What this task involves → In the passage about how the Allen v. Farrow documentary began, copy the stretch from "The Ziering-Dick documentary" through "for his movies." word for word.

Excerpt provided →
The genesis of Allen v. Farrow is as shabby as the final result itself. In 2016, according to the Hollywood Reporter, co-director Ziering was a member of the Sundance jury and was seated next to future Harvey Weinstein accuser, the unstable Rose McGowan, at a festival-sponsored dinner. “‘I don’t know who she is. She doesn’t know who I am,’ Ziering recalls. ‘I said, “I did The Hunting Ground .” She goes, “Oh my God, can we talk?” Rose tells me her whole story about Harvey.’
“A few months later, Ziering met with another soon-to-be accuser, actress Ashley Judd. They began pitching the Weinstein project around town, and ‘everyone said no,’ Ziering notes… Then #MeToo hit. ‘My cellphone explodes, and everybody is like, “Remember that thing you pitched? Would you guys still want to do something?”’”
The lead investigative producer at Ziering and Dick’s production company, explains the Hollywood Reporter, then “suggested they pursue Dylan Farrow.” The wife of multi-millionaire Hollywood executive Peter Guber had once “promised the pair seed money if they decided to pursue a project on incest. Dylan Farrow’s story could bridge the Hollywood #MeToo backdrop with Guber’s call for an incest deep dive.”
No one involved would be embarrassed by the cynical and opportunist character of Allen v. Farrow ’s development. In any event, the rest is well-financed and well-publicized history.
The Ziering-Dick documentary argues that pressure exerted on the authorities discouraged them in 1992 from proceeding with a legal case against Allen and that, in general, his immense “power” in the film industry has protected him from well-deserved exposure and punishment. This is the world turned upside down. Allen here is the victim, the target of relentless persecution. He has now been essentially blacklisted in the American film industry, unable to find a distributor in the US for his movies.

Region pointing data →
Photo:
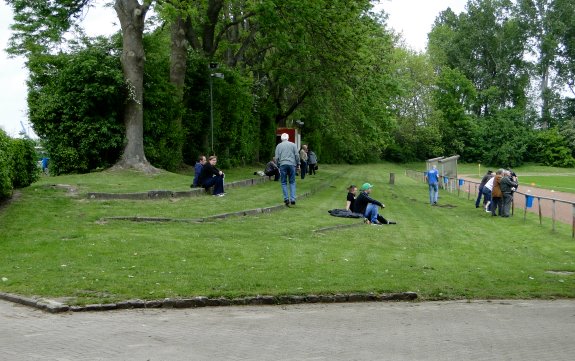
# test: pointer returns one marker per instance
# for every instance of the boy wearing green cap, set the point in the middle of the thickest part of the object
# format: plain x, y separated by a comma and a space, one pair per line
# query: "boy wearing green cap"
366, 205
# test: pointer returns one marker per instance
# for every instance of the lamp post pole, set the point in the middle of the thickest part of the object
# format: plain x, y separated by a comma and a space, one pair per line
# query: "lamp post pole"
212, 75
212, 114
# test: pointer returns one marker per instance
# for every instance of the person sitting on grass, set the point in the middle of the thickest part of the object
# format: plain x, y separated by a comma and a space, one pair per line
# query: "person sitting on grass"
212, 176
350, 202
367, 206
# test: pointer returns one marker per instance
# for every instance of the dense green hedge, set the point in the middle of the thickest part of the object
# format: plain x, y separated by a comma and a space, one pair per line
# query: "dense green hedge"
18, 164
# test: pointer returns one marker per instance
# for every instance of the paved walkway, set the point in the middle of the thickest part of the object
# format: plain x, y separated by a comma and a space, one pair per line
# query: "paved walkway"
458, 330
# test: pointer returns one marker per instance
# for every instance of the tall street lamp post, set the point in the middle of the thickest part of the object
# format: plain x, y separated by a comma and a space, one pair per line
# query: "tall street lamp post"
213, 75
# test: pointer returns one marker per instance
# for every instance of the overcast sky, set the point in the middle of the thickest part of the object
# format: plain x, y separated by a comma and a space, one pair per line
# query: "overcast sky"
412, 18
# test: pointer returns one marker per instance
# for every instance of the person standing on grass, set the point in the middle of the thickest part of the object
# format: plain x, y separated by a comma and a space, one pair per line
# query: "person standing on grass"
484, 180
432, 178
312, 162
508, 186
287, 158
212, 176
367, 206
197, 170
303, 160
487, 188
496, 195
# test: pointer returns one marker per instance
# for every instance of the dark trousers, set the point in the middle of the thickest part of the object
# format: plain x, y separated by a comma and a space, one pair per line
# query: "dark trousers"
507, 200
311, 168
217, 182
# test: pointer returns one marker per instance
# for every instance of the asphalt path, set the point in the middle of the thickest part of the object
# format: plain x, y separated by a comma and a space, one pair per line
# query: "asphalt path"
455, 330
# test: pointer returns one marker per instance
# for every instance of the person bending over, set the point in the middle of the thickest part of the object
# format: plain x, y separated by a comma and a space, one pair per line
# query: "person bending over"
367, 206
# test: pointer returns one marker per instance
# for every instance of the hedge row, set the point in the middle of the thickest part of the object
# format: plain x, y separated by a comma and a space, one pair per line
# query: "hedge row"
18, 164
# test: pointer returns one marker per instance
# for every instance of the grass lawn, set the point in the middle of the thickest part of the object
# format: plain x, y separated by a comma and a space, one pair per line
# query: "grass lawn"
56, 243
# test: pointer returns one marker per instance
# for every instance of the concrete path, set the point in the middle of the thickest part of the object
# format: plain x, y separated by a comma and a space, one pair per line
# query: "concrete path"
478, 330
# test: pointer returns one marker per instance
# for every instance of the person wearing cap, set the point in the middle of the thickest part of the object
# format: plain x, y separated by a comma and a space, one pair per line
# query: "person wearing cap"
432, 177
287, 158
366, 205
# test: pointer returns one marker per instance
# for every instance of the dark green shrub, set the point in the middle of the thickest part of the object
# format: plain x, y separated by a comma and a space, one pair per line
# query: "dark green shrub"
5, 166
25, 169
551, 148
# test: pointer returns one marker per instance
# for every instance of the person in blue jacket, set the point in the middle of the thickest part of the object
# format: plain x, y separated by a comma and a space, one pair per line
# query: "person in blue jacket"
198, 170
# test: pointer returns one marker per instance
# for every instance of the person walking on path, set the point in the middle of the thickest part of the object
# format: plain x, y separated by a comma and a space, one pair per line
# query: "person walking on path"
303, 160
484, 180
432, 177
287, 158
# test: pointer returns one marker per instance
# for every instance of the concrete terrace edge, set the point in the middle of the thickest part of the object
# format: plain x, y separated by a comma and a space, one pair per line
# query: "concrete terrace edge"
163, 194
52, 306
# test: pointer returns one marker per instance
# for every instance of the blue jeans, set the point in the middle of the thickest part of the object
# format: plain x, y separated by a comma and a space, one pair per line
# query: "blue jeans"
286, 171
487, 195
371, 212
217, 182
433, 192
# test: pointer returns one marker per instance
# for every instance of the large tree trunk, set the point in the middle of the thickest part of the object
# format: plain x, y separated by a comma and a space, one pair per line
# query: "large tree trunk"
132, 15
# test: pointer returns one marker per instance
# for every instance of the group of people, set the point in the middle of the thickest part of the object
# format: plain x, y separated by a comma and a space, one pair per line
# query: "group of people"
497, 192
288, 161
206, 175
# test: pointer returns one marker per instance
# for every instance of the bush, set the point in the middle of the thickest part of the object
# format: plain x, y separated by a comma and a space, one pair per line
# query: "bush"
5, 166
25, 169
552, 149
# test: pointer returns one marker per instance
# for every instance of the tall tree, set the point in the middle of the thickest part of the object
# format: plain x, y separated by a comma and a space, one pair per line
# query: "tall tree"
40, 26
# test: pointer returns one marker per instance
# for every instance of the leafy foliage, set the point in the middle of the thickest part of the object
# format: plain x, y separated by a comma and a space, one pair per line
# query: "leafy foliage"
75, 100
25, 168
552, 149
5, 166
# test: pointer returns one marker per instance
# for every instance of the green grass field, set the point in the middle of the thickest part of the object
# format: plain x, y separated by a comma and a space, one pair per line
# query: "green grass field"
56, 242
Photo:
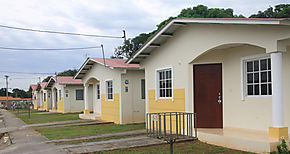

Output for this task →
The Ziering-Dick documentary argues that pressure exerted on the authorities discouraged them in 1992 from proceeding with a legal case against Allen and that, in general, his immense “power” in the film industry has protected him from well-deserved exposure and punishment. This is the world turned upside down. Allen here is the victim, the target of relentless persecution. He has now been essentially blacklisted in the American film industry, unable to find a distributor in the US for his movies.